Your goal: Give again, unaltered, the lines of the listing below that run from the line having "Provide the exact" through the line having "positive clicks: (24, 245)".

------------

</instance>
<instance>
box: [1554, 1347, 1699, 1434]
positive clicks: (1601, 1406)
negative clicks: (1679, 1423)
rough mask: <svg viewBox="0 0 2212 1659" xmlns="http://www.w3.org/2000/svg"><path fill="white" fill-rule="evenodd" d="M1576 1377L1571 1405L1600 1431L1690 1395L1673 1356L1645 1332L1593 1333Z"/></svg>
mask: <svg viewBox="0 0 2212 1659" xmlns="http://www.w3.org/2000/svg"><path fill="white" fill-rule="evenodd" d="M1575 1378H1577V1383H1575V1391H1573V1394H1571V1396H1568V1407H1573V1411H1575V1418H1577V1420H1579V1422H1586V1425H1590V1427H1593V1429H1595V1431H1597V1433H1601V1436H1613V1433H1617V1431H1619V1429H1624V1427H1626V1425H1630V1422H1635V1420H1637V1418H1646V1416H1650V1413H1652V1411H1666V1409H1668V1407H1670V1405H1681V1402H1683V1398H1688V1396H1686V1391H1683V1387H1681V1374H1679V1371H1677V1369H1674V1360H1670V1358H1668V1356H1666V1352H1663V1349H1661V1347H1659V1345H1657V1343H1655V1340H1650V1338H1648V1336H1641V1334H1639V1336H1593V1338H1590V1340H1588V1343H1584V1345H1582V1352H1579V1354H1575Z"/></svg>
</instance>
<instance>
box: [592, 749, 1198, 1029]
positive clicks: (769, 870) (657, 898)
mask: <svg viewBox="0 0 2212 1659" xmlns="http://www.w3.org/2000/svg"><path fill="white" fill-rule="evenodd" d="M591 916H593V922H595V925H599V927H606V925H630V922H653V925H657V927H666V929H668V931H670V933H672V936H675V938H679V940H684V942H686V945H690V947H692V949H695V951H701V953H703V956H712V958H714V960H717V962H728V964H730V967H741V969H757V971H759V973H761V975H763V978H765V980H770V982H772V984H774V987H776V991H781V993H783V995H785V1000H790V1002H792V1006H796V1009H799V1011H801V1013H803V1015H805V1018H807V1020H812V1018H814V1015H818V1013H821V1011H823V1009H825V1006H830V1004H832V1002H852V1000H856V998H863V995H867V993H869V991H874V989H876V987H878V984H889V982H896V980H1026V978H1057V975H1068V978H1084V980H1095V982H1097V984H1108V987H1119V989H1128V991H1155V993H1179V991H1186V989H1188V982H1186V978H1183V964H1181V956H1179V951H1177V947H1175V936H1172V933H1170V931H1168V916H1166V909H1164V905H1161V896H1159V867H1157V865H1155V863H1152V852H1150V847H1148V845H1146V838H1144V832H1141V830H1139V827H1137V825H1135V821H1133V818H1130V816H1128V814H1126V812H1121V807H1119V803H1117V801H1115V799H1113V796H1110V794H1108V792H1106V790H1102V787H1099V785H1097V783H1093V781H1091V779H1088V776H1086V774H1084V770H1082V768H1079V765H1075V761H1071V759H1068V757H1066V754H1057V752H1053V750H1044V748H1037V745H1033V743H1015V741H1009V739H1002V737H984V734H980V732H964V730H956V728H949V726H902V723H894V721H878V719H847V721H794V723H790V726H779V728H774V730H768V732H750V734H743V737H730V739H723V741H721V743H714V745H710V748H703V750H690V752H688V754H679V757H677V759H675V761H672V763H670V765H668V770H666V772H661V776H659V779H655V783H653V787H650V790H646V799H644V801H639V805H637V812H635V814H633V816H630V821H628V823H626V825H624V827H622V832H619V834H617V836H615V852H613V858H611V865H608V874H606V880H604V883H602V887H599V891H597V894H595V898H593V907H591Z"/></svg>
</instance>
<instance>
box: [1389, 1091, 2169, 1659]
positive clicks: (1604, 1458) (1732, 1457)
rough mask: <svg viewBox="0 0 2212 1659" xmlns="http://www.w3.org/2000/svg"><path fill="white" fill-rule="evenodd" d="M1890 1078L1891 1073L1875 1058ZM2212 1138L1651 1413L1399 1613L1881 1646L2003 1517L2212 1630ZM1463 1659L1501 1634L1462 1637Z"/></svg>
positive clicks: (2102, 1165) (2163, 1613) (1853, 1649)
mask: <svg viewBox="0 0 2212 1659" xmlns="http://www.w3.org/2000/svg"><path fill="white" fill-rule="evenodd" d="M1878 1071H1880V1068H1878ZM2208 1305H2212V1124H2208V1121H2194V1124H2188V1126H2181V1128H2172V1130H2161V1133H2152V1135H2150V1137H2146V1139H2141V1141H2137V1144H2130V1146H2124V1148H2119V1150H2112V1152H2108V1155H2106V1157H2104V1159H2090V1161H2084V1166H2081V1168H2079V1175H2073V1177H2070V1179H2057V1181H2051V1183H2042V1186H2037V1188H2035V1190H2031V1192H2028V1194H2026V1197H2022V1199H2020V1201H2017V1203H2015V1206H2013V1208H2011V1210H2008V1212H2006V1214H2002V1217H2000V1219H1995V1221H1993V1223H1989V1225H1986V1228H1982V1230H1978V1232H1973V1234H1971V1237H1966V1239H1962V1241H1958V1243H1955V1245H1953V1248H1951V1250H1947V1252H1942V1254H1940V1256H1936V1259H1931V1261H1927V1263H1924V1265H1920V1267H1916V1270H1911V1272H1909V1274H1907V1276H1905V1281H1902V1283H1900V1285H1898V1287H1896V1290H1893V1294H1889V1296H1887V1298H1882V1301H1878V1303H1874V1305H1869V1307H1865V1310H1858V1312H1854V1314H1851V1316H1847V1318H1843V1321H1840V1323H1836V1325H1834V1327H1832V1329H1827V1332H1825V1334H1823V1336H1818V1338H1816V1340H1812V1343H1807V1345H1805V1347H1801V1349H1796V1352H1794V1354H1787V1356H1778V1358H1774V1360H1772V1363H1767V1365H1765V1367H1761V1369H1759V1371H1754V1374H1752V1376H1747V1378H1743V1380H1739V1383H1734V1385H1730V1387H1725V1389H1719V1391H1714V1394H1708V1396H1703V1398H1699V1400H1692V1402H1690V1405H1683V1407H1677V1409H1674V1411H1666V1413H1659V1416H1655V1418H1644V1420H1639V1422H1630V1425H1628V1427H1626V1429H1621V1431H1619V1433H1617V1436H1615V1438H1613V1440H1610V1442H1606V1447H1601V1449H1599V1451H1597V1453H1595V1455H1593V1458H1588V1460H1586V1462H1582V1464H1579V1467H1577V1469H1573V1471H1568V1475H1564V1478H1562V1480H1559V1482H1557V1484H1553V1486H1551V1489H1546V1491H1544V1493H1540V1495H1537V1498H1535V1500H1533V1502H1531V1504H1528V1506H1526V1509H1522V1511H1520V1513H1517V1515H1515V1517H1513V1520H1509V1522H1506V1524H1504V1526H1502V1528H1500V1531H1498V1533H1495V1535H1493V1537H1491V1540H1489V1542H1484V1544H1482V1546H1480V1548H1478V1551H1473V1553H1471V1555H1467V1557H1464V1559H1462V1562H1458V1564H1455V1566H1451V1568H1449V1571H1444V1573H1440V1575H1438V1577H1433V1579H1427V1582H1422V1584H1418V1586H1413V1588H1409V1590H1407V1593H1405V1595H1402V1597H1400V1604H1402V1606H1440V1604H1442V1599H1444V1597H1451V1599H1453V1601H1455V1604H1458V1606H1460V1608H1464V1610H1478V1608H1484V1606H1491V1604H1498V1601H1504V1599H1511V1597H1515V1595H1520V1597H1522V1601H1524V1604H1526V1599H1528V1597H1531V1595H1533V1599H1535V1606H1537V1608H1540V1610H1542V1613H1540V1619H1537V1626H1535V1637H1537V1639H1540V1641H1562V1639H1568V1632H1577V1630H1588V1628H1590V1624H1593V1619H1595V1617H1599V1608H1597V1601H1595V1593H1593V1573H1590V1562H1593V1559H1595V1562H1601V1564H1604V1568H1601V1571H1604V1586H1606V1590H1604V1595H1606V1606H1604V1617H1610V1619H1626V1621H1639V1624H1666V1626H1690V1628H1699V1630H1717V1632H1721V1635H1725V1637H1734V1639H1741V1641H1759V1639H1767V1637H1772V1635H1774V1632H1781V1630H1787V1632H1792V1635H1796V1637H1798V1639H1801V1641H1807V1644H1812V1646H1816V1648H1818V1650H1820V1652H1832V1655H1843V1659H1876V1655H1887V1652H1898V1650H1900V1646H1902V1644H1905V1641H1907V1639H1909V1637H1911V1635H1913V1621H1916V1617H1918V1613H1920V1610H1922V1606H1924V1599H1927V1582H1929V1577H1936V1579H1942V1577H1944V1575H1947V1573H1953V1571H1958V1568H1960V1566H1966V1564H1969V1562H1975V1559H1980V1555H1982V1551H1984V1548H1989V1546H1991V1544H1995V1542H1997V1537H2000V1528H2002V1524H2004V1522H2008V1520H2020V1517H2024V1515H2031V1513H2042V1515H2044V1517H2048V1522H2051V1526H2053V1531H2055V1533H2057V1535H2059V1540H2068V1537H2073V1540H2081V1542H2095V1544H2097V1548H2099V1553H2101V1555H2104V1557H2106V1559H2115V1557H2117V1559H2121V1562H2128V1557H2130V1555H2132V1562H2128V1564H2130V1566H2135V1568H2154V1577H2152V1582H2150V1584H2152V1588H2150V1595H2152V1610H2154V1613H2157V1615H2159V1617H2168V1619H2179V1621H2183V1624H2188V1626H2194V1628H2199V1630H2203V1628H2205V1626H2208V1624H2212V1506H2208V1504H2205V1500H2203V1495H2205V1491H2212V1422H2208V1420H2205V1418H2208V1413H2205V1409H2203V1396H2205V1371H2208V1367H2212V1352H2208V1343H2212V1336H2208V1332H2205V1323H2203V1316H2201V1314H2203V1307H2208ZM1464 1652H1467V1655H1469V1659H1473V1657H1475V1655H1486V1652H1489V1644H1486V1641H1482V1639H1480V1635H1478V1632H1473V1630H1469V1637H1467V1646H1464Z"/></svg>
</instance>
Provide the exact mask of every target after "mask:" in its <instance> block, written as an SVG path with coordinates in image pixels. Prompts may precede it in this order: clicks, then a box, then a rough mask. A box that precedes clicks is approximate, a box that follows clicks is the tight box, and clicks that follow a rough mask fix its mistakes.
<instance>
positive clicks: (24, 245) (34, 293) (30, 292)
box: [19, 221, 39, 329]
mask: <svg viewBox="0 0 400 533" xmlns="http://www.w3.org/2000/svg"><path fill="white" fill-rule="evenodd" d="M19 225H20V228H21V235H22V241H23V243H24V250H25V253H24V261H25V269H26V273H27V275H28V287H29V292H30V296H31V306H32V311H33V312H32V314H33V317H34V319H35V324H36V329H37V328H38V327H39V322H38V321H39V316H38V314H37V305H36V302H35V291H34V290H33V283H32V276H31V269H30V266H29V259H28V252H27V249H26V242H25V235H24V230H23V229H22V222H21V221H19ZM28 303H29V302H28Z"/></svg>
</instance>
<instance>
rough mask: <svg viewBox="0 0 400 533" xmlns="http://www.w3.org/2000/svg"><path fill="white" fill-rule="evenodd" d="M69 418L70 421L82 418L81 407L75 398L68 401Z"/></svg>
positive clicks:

------------

Solution for this problem:
Provide the exact mask of every target after "mask:" in its <instance> block, written as an SVG path with coordinates in image pixels. Prompts may precede it in this order: clicks, then a box, then a rough mask. A box that precedes clicks is approximate, a box that follows clicks is the tight box, and clicks that follow a rough mask fix its mistakes.
<instance>
positive clicks: (24, 245) (34, 293) (30, 292)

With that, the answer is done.